§ **HOW TO COMPLETE THIS TASK**: Wherever a line of the data contains "door", copy that line.

§ **DATA TO USE**:
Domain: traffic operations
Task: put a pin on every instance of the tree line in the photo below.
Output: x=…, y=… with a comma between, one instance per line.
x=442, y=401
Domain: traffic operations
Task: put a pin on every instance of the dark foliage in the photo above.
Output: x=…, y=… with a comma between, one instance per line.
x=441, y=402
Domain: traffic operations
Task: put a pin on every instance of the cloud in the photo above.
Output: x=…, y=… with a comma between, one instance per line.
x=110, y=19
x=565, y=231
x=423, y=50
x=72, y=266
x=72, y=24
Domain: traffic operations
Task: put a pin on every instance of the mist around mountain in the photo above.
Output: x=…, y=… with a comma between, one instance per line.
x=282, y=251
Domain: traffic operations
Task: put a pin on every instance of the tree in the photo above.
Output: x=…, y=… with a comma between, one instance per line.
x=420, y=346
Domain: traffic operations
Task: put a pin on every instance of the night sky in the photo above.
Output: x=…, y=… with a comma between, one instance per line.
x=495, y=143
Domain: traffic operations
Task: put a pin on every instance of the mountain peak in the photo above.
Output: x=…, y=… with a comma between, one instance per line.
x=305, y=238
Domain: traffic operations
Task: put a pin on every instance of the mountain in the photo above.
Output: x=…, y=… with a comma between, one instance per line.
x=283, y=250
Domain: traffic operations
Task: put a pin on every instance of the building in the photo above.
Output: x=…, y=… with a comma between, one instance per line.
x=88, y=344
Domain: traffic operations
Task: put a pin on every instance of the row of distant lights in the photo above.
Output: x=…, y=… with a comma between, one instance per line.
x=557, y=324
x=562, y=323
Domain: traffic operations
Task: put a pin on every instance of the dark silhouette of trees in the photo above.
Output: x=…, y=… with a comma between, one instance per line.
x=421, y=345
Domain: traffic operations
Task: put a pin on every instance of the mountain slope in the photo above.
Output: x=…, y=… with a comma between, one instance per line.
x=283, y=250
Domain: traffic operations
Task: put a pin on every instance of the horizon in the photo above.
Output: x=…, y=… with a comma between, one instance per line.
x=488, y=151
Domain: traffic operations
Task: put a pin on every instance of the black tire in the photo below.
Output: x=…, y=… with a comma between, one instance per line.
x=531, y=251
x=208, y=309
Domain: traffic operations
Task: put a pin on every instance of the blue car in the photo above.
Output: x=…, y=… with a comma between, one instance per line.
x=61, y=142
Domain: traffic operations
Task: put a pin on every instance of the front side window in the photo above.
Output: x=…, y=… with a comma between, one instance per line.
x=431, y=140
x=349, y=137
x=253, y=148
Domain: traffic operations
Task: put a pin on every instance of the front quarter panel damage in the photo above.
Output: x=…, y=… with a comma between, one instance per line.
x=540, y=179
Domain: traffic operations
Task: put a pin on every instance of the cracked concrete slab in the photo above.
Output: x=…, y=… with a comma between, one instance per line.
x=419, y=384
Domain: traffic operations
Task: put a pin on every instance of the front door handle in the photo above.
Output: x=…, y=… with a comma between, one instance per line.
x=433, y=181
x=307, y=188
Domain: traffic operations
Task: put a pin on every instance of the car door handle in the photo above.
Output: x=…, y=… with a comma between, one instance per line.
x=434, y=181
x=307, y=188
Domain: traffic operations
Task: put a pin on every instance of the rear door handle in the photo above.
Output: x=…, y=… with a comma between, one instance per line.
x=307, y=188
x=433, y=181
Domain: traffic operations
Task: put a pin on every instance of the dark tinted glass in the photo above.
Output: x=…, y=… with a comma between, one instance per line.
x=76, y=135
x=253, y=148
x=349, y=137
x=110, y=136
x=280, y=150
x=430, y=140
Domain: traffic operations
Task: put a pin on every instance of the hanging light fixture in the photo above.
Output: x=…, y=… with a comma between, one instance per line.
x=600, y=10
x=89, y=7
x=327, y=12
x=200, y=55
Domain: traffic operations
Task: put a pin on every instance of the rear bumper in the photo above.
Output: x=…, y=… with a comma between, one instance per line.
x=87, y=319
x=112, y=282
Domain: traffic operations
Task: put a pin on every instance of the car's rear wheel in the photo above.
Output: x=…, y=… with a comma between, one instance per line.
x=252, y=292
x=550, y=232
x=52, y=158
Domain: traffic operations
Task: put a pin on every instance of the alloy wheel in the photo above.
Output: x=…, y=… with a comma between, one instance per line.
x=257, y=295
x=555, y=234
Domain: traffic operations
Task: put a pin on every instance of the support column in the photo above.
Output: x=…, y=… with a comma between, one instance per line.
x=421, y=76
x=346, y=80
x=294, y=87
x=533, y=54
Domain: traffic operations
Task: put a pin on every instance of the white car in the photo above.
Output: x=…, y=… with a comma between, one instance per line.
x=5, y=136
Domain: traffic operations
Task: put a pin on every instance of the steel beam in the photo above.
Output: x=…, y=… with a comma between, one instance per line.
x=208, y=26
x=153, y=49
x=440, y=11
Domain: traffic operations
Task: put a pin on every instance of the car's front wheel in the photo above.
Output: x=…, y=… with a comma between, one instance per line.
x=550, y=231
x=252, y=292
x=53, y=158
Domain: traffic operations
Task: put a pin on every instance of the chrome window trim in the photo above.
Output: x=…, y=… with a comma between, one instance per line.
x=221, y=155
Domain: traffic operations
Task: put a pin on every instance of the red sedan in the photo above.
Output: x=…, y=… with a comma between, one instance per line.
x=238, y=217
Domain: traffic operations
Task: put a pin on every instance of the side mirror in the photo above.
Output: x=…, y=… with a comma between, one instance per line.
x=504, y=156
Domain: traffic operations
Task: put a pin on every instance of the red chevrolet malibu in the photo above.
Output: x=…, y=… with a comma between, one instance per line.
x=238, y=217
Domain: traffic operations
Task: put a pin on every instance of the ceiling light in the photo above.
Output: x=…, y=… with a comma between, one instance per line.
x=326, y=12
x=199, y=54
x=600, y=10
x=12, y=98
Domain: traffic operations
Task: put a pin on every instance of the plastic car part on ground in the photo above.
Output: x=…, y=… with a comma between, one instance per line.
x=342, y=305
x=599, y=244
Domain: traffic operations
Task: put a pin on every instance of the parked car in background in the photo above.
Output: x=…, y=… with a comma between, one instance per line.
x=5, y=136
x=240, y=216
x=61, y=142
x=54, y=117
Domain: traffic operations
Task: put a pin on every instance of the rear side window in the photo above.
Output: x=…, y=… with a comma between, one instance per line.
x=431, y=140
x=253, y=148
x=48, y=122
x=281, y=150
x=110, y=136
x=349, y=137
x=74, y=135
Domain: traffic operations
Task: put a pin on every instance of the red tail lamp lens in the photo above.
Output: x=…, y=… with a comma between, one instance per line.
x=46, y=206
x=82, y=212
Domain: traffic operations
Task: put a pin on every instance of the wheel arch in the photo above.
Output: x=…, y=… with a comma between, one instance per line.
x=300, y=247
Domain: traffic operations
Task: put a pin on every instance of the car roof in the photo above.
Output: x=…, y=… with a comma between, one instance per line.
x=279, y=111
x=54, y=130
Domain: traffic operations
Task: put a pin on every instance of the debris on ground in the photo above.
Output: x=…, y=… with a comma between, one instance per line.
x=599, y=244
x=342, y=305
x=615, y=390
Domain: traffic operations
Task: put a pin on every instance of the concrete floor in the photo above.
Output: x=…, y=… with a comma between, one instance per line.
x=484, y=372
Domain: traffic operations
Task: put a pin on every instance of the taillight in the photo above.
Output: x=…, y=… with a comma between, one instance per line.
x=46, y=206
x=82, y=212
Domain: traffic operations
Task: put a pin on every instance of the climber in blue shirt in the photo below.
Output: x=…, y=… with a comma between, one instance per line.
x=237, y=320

§ **RESULT OF THE TASK**:
Task: put a pin on every instance of the front door handle in the photo above.
Task: put a pin on every instance of the car door handle in the photo above.
Task: put a pin on every instance of the rear door handle in the photo above.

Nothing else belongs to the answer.